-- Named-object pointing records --
#####
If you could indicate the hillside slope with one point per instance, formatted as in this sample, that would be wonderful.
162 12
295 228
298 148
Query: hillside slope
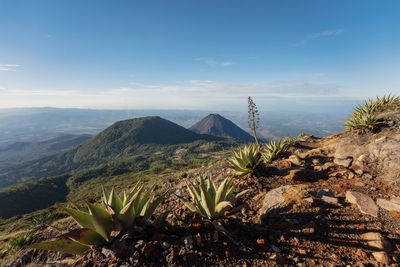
20 152
215 124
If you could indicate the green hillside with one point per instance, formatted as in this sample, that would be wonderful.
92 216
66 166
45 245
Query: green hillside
144 147
123 144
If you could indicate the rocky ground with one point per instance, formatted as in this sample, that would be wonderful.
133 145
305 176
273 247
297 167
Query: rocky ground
333 201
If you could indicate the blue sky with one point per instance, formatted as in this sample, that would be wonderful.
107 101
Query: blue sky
197 54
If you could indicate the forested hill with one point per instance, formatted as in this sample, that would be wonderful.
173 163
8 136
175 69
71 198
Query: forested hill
124 144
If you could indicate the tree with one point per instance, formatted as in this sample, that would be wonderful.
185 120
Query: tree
254 118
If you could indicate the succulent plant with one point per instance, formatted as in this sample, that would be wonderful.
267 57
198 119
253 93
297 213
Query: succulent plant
246 159
364 116
273 149
97 224
361 121
209 201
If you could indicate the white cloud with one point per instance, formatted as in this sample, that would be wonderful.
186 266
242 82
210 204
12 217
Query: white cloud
213 62
8 67
212 88
192 94
319 35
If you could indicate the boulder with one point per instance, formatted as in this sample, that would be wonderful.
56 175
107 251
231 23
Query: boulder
274 199
345 162
380 245
364 203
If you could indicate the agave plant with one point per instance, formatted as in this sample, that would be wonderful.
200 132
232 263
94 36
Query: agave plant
363 121
273 149
245 160
364 116
118 214
211 202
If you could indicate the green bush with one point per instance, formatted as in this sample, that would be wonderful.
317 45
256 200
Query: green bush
246 159
211 202
364 116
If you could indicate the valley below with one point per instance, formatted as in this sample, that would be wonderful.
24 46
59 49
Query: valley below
322 201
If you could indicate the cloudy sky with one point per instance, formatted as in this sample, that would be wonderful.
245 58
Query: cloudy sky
196 54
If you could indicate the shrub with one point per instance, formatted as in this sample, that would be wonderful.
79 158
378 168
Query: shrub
42 219
245 160
364 116
211 202
118 213
21 241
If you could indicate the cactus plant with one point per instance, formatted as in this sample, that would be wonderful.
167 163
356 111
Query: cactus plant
209 201
98 223
245 160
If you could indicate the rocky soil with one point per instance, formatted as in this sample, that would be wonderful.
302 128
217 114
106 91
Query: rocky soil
333 201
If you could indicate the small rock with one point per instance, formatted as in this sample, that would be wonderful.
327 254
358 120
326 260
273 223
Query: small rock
381 257
368 176
295 160
302 251
315 162
310 230
364 203
188 241
345 162
377 241
148 249
395 214
262 243
395 200
275 249
330 200
139 244
136 255
107 252
165 245
325 192
388 205
327 166
273 199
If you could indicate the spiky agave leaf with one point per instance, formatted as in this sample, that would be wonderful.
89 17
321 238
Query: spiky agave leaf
212 201
364 116
273 149
102 220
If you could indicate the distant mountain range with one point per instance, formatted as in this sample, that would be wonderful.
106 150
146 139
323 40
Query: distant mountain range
#####
Copy each line exactly, and leave the pictures out of your copy.

If you could indicate the hillside slope with one point per instance, formatted as in this sample, that would be wonderful.
162 12
295 228
298 148
Query: hillside slope
20 152
215 124
If you could indicate the green hillside with one point per instance, formatted as in this sample, that would be wonderful.
92 216
66 166
45 245
Query: green hillside
144 147
123 144
If you could indicate the rocky ground with one point per instance, formatted as in this sample, that would be wonderful.
133 145
305 176
273 247
297 167
Query: rocky ground
333 201
If you could indicate the blue sky with one point per instance, formatted as in this sample, that would be wonderful.
107 101
Query: blue sky
197 54
If you could indicate the forested hill with one point per instance, formatted as in this sample, that would be wonderful.
173 163
8 136
175 69
71 198
Query: forested hill
124 144
If you could indicate the tree with one point per instance, formatted as in this sample, that would be wonderful.
185 120
Query: tree
254 118
If you could indicate the succulent plant with one point per instance, formatted as in this sample, that would be wonderful.
267 57
198 119
253 93
297 213
Query: succulent plant
246 159
364 116
273 149
97 224
361 121
209 201
If you could indicate the white cloud with one point per instance, formatted as in this sample, that would be wonderful.
186 266
242 82
210 204
12 217
Query: white cloud
213 62
8 67
212 88
192 94
319 35
If you could indicate the boulder with one point per instance, formatted as in this sample, that would be wonderful.
56 175
107 251
231 23
Query: boulder
274 199
345 162
380 245
364 203
If you could indicate the agave plant with one point per instance, formatted as in this sample, that would be wonderful.
200 132
232 263
94 36
Query: agave plant
363 121
273 149
245 160
364 116
118 214
211 202
If you could indicate the green bush with one point per instance, formatted as in this sample, that would be wonderful.
317 45
256 200
Query: green bush
246 159
211 202
364 116
If you could indicate the valley below with one point per instance, formatted as in this sample, that would be wonderful.
24 46
59 49
Query: valley below
322 201
If you could indicate the cloudy sky with one point per instance, formatted as in this sample, that would be wonderful.
245 58
Query: cloudy sky
196 54
If you could indicate the shrub with one point per instance, formatted as in this sample, that would be wonderful.
79 158
378 168
Query: shrub
42 219
245 160
364 116
211 202
118 213
21 241
If you could indicate the cactus plant with one point per instance, formatted as in this sample, that would be wonderful.
167 163
356 111
Query: cactus plant
209 201
98 223
245 160
If you could indicate the rocky soil with one point per instance, formatted as in this sample, that would be wonderful.
302 128
217 114
106 91
Query: rocky soil
333 201
If you could indicate the small rock with one point per instance, formatted as in this sample, that would be wonderful.
327 254
358 120
326 260
273 223
Query: small rock
381 257
368 176
295 160
302 251
315 162
310 230
364 203
188 241
345 162
377 241
148 249
395 214
262 243
395 200
275 249
330 200
139 244
136 255
107 252
165 245
325 192
388 205
327 166
273 199
If you could indicate the spiky agave leaf with one point per instance, formatted as in this sample, that would be wonderful.
89 17
321 238
Query: spiky agave leaf
212 201
364 116
273 149
102 220
If you could indicate the distant mountain range with one point per instance, formatted as in this sample, that would be wonderful.
106 150
146 139
323 40
Query: distant mountain range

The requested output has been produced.